TRANSITING FROM A RECEIVING TO A GIVING CHURCH. KEYNOTE ADDRESS BY MOST REV. IGNATIUS A. KAIGAMA, ARCHBISHOP OF ABUJA

CATHOLIC LAITY COUNCIL OF NIGERIA (CLCN) NATIONAL CONFERENCE (50TH ANNIVERSARY CELEBRATION), 7TH TO 10TH DECEMBER, 2023, AT THE PUBLIC SERVICE INSTITUTE OF NIGERIA, ABUJA. KEYNOTE ADDRESS BY MOST REV. IGNATIUS A. KAIGAMA, ARCHBISHOP OF ABUJA

INTRODUCTION

It is my singular honour and privilege to welcome you, members of the Catholic Laity Council of Nigeria to the Archdiocese of Abuja, and to wish you very fruitful deliberations. Because of the vibrant lay activities all complementing the ministry of the clergy and religious, in the past 50 years, the Church in Nigeria has made phenomenal progress. Only some decades ago, our missionaries came from abroad. We depended largely on foreign help to foster evangelization. Today is a different story. Look at the vibrant Catholic Women Organization (CWO), the dynamic Catholic Youth Organization (CYO) and the fast-growing Catholic Men Organization (CMO), including the flourishing children ministry, all contributing to the monumental growth and progress of our local church.

TRANSITING FROM A RECEIVING TO A GIVING CHURCH

By God’s grace, our many seminaries are full. Every year bishops must choose very carefully from large numbers of those applying for the priesthood to ensure quality. Our religious men and women are not only working in Nigeria but also in Italy, Germany, USA, Canada, Australia, Austria, etc., where even on the streets one can see our female religious well dressed in their habits. The Missionaries of St. Paul, an initiative of the Catholic Bishops Conference of Nigeria are in so many countries of the world. We have come of age and so we can do a little more to shift from gear one of faith to the second, third and even fourth gear. We are no longer infant Christians. We have grown sufficiently to even be the light of Christ to many others elsewhere experiencing a sharp declining faith practice and where churches are being closed or sold. This is our time to give, and our laity cannot be indifferent or remain mere onlookers. They are called to be involved more deeply and not to leave the church as if it is the property of priests and bishops. It is our Church, your Church. To the glory of God, we had such great names as Mr. Raymond A. Njoku, Prof. Gabriel Ojo, Sir David Dodo, Patrick Dokotri, etc., who laid very solid foundations for the Laity Council in Nigeria, and today, fifty years since its inauguration, we have people like Hon. Sir Henry Yunkwap and his executive piloting the affairs of the National Laity Council in Nigeria with great dexterity. I congratulate you the laity for maintaining a very visible and dynamic presence in the church at outstation, parish, deanery, parish, and national levels in the past 50 years.

### Tasks:
#1 Rewrite the part of the keynote address that begins at the words "INTRODUCTION" and stops after "our local church.", substituting "outside assistance" for "foreign help".
#2 According to the keynote address, who is leading the National Laity Council in Nigeria today?
Use only the keynote address, with no outside sources.

### Supplied material:

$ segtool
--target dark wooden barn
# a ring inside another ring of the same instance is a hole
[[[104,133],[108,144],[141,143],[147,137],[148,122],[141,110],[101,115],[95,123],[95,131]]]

### Answers in order:
#1
INTRODUCTION

It is my singular honour and privilege to welcome you, members of the Catholic Laity Council of Nigeria to the Archdiocese of Abuja, and to wish you very fruitful deliberations. Because of the vibrant lay activities all complementing the ministry of the clergy and religious, in the past 50 years, the Church in Nigeria has made phenomenal progress. Only some decades ago, our missionaries came from abroad. We depended largely on outside assistance to foster evangelization. Today is a different story. Look at the vibrant Catholic Women Organization (CWO), the dynamic Catholic Youth Organization (CYO) and the fast-growing Catholic Men Organization (CMO), including the flourishing children ministry, all contributing to the monumental growth and progress of our local church.

#2 Hon. Sir Henry Yunkwap and his executive.